Görev Yönergesi
Sayfa alıntısına göre, davalı adına kayıtlı kamyon için düzenlenen poliçede kişi başına sakatlanma ve ölüm teminatı ne kadardır?

Sayfa Alıntısı
************
Dava yazılı yargılama usulüne tabi olup dilekçelerin teatisi tamamlandıktan sonra HMK.140.maddesi uyarınca ön inceleme duruşmalı olarak yapılmış, tüm dava şartlarının var olduğu değerlendirildikten sonra uyuşmazlık noktaları tespit edilmiş ve tahkikata geçilerek, deliller toplanmış, bilirkişi incelemesi yapılmak suretiyle dava sonuçlandırılmıştır.
Davalılar tarafından yapılan zamanaşımı def’i ile ilgili olarak kaza tarihi ile dava tarihi esas alınarak yapılan değerlendirme ve davalı sürücü hakkında ceza dosyasının bulunması sebebiyle yerinde görülmemiştir.
Hasar dosyası ve poliçeler ile kazaya karışan aracın malik bilgileri ve hastane kayıtları ve tedavi evrakları, tarafların sosyal ekonomik durumlarına ilişkin belgeler ve Pendik Cumhuriyet Başsavcılığının ………….. soruşturma dosyası celp edilmiş, taraflarca dosyaya sunulan kaza tutanağı ve sağlık kurulu raporu incelenmiş davacı uhdesinde oluşan maluliyetin tespiti için Adli Tıp Kurumu Üçüncü Adli Tıp Kurumu İhtisas Kurulundan rapor alınmış, yine trafik kazasındaki kusur oranlarının tespiti ile ilgili alanında uzman bilirkişiden rapor alınmış ve taraf tanıkları dinlenmiş anlatımları tutanak altına alınmıştır.
Kazaya karışan ……… plakalı aracın trafik sigortacısı olan …………… Sigorta A.Ş. Tarafından düzenlenen poliçenin incelenmesinde; davalı … adına kayıtlı …… plakalı kamyonun ………..tarihleri arasında davalılardan …….Sigorta Şirketi tarafından …………… sayılı Karayolları Motorlu Araçlar Zorunlu Mali Sorumluluk Sigorta Poliçesi ile sigortalandığı; kişi başına sakatlanma ve ölüm teminatının 57.500,00 TL olduğu; görülmüştür.
Kazaya karışan diğer araç olan …………. plakalı aracın trafik sigortacısı olan …. tarafından düzenlenen poliçenin incelenmesinde; dava dışı …….. İşler adına kayıtlı ….. plakalı hususi aracın ……….. tarihleri arasında davalılardan ………. Sigorta Anonim Şirketi tarafından 10611058 Karayolları Motorlu Araçlar Zorunlu Mali Sorumluluk Sigorta Poliçesi ile sigortalandığı; kişi başına sakatlanma ve ölüm teminatının 57.500,00 TL olduğu; görülmüştür.
************
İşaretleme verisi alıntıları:
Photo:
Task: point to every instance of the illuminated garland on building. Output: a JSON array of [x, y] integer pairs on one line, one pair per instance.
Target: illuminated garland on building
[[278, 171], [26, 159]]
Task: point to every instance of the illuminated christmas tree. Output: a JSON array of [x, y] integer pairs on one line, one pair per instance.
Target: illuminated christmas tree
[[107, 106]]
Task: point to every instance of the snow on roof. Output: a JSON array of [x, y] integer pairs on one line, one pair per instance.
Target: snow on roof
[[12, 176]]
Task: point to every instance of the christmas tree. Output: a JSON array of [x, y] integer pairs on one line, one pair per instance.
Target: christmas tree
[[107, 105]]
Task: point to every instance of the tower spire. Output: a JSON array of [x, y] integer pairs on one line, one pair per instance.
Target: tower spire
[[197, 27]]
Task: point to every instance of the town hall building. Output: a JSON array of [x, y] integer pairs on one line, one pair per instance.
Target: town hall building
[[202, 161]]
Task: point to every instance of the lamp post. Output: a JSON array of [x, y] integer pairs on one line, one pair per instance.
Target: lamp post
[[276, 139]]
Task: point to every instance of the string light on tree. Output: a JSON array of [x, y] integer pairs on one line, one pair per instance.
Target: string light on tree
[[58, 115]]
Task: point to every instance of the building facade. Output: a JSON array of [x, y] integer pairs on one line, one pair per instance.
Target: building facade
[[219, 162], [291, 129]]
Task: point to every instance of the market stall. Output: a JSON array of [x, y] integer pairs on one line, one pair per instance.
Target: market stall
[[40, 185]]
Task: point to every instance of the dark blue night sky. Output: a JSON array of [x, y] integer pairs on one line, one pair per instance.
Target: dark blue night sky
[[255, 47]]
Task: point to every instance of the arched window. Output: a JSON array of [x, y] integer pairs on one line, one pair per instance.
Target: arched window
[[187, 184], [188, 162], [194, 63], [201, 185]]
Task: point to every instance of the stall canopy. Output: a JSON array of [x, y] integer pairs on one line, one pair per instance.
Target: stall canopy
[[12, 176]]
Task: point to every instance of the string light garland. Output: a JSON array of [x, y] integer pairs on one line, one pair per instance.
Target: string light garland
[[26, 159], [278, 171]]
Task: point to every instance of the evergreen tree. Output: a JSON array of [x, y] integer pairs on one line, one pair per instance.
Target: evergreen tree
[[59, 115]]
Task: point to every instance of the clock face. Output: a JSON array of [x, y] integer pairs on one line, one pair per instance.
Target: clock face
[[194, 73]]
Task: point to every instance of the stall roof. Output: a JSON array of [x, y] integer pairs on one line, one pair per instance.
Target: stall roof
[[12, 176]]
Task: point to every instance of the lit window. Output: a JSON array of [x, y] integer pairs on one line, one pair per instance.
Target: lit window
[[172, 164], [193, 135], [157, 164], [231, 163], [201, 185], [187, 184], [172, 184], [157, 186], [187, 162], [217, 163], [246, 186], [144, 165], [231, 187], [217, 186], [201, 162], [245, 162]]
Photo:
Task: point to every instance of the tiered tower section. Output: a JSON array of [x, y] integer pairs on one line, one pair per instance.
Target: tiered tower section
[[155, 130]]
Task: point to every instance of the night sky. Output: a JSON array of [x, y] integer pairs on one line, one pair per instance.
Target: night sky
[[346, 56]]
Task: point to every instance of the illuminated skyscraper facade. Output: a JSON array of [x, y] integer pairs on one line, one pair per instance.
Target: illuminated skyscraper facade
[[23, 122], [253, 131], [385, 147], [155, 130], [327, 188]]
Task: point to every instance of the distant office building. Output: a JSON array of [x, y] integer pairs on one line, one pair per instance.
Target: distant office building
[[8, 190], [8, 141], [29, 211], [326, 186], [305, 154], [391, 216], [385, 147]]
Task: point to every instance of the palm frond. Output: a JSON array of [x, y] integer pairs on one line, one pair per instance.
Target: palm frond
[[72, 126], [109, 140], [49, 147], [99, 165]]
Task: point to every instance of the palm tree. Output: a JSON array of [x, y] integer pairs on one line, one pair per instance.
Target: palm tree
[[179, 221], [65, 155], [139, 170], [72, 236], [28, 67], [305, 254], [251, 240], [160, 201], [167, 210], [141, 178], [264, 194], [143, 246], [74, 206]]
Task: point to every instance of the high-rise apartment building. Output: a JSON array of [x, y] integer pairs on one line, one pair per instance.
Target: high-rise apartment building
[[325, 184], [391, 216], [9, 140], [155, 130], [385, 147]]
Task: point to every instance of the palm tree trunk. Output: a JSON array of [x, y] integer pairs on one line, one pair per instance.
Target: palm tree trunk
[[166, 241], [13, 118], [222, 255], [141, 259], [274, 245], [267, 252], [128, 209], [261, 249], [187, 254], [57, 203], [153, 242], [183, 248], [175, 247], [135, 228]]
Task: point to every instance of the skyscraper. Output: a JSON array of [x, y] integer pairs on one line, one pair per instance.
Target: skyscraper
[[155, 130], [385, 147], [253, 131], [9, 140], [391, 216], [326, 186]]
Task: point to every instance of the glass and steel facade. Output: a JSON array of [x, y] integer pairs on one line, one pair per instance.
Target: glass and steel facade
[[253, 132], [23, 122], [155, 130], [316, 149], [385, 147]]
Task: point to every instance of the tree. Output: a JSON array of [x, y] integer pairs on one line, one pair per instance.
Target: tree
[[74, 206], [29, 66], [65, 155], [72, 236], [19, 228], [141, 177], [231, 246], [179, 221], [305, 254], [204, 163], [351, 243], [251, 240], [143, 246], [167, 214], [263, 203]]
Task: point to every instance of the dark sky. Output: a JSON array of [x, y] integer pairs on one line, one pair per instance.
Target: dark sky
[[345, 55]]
************
Yazılı Yanıt
57.500,00 TL.